Extract each line of the listing below that contains the word "soil", treating uppercase and lowercase as distinct.

• • • • • • •

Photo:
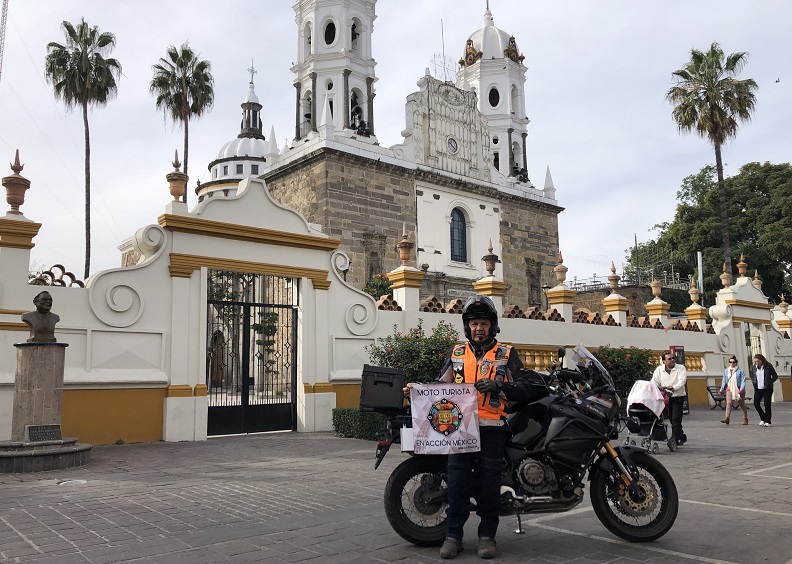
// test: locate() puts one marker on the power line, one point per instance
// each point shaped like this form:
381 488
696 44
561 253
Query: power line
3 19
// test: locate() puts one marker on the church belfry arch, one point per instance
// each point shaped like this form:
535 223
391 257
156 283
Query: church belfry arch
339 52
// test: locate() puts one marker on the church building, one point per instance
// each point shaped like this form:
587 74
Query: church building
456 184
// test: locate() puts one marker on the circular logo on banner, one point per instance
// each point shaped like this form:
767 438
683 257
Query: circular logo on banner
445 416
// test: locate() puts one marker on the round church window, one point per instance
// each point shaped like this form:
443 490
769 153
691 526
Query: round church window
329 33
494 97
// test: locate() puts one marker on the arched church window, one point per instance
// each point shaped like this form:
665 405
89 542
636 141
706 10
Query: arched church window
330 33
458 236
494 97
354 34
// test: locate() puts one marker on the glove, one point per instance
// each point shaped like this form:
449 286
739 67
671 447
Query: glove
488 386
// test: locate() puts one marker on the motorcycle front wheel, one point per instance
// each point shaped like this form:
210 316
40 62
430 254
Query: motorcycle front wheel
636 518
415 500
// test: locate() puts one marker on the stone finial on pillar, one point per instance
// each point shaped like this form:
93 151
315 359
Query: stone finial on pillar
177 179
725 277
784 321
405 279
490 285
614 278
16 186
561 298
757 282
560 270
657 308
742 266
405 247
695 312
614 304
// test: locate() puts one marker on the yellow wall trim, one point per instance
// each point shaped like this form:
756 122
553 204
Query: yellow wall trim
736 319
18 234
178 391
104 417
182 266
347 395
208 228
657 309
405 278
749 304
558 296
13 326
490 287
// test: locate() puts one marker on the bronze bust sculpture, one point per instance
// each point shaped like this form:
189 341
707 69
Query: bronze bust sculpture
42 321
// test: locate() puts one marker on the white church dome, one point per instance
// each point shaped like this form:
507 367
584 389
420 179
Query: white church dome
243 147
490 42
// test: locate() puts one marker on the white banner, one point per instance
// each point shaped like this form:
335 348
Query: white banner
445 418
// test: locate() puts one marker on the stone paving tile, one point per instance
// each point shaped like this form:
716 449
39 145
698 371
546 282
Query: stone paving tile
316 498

• • • • • • •

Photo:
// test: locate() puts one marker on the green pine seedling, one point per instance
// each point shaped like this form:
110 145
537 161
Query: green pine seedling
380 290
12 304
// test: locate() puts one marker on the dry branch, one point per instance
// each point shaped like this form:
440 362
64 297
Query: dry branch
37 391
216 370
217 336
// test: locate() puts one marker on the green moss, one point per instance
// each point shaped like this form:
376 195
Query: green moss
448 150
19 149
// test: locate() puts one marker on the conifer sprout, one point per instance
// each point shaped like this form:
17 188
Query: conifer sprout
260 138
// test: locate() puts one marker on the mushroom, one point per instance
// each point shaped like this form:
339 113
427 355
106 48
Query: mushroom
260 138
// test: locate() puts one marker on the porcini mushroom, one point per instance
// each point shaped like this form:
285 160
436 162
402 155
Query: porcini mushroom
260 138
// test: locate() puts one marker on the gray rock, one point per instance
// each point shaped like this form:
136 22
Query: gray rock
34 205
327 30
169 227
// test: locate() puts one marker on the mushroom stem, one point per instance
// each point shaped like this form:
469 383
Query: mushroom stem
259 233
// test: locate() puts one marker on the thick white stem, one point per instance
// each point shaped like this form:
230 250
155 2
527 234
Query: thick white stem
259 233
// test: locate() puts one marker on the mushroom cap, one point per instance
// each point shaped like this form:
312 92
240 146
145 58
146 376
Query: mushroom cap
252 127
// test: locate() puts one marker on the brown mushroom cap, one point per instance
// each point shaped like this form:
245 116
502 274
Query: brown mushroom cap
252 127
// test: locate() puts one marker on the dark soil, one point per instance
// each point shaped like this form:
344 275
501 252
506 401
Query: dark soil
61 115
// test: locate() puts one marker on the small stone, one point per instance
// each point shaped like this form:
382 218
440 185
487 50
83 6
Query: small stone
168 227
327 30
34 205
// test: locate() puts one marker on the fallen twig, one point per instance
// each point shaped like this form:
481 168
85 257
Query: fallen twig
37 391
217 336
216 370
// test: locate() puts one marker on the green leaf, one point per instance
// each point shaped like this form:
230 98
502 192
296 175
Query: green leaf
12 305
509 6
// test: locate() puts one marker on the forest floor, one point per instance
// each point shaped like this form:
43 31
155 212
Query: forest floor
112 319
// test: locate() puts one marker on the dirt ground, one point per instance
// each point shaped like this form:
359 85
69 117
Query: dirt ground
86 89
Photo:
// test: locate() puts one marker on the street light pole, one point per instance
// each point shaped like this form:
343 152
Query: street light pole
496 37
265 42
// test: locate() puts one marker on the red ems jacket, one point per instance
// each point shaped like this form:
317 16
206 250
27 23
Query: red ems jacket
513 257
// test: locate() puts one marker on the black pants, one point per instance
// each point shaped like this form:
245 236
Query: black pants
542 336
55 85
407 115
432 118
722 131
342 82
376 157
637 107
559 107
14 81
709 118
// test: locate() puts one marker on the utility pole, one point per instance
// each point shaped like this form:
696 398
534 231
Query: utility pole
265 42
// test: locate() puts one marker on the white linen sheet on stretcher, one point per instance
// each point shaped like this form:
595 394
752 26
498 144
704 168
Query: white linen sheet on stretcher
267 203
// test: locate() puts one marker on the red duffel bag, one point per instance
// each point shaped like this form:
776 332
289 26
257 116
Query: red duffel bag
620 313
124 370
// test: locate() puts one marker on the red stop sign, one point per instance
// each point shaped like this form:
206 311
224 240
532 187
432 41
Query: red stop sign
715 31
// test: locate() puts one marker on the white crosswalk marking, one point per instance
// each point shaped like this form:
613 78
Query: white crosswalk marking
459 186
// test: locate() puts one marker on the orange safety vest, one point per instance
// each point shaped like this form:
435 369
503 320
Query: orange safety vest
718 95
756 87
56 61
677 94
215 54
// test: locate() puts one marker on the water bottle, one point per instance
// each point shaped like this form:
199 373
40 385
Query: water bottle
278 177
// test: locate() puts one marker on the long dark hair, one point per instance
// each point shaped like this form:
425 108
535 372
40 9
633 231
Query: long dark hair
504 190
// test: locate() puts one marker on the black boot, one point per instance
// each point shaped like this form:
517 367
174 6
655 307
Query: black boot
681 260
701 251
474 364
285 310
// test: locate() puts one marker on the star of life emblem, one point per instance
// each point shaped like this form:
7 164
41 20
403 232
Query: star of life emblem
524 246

• • • • • • •

FINISHED EXERCISE:
// test: locate() puts one marker on the dark soil, one point per instance
Query: dark soil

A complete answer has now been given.